# Document section
────────────────
The latest poll by Scott Rasmussen not only shows national opposition to Obamacare rising — now it is 41 percent to 56 percent against — but also shows the elderly moving against it even more strongly by 33-59 or almost 2-1.
And well they should. Three-quarters of Obamacare is to be financed by slashing $500 billion from Medicare over the next 10 years. That comes to an 8 percent cut. Next year's total Medicare spending, for example, will be about $500 billion by itself, so this is like having one year without Medicare at all. Obama's fatuous claim that the cut will not affect care for the elderly is specious as any thinking person would realize. We have gone through previous incarnations of those who wanted to slash Medicare and pretended that it would not affect the elderly. Newt Gingrich tried to sell this act of alchemy in 1995. The elderly didn't buy it then and aren't buying it now.
It is obviously impossible to cut Medicare reimbursement without slashing the time doctors spend with patients. It is equally obvious that you cannot cover 30 million new patients without more doctors and nurses. And the Medicare cuts in doctors' fees will, of course, cause a decrease in the number of medical professionals. Investor's Business Daily conducted a poll of doctors in September that showed that 45 percent of them said they would seriously consider retiring or closing their practices if the Obama bill passes.
A larger number will likely refuse to treat Medicare patients. Indeed, current law provides for a 21 percent cut in Medicare fees to doctors next year and a 6 percent cut the year after. The new $500 billion in cuts are on top of these reductions. What kind of medical care do we expect our elderly to receive when the doctor they visit is getting $35 or $40 for seeing them.
But the Senate appears ready to ram this bill through regardless of what the public or the elderly think. They have 60 votes and they won't listen to anyone. But we have to make them listen."
────────────────
# Given entries
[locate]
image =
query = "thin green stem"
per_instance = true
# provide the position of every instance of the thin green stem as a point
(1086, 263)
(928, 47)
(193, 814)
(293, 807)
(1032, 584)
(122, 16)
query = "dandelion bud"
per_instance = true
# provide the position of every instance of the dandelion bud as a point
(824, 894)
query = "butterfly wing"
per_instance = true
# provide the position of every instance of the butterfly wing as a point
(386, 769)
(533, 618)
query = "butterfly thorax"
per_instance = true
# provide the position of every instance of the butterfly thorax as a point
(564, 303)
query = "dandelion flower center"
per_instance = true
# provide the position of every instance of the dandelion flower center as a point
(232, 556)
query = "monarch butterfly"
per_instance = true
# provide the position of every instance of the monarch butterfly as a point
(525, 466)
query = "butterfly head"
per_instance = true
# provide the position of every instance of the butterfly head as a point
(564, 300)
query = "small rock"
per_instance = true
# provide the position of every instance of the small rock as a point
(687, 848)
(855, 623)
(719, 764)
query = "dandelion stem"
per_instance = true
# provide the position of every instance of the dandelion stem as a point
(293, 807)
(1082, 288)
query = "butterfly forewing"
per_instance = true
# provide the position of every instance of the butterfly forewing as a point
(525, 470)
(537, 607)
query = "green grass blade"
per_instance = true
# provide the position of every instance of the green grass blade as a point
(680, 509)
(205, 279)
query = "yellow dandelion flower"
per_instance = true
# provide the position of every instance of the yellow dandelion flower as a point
────────────────
# Work request 1
From the passage on Medicare cuts, reproduce the part that opens with the words containing "It is obviously" and closes with "Obama bill passes.".
# Work request 2
In the passage on Medicare cuts, what share of doctors in the Investor's Business Daily poll said they would seriously consider retiring or closing their practices if the bill passes?
# Work request 3
State whether each statement agrees with the passage on Medicare cuts, answering yes or no and quoting the deciding words: (a) Elderly opposition to the bill stands at 33-59. (b) Current law provides for a 21 percent cut in Medicare fees to doctors next year. (c) Investor's Business Daily conducted its poll of doctors in November.

# Reply 1
It is obviously impossible to cut Medicare reimbursement without slashing the time doctors spend with patients. It is equally obvious that you cannot cover 30 million new patients without more doctors and nurses. And the Medicare cuts in doctors' fees will, of course, cause a decrease in the number of medical professionals. Investor's Business Daily conducted a poll of doctors in September that showed that 45 percent of them said they would seriously consider retiring or closing their practices if the Obama bill passes.

# Reply 2
45 percent.

# Reply 3
(a) Yes: "the elderly moving against it even more strongly by 33-59"
(b) Yes: "current law provides for a 21 percent cut in Medicare fees to doctors next year"
(c) No: "Investor's Business Daily conducted a poll of doctors in September"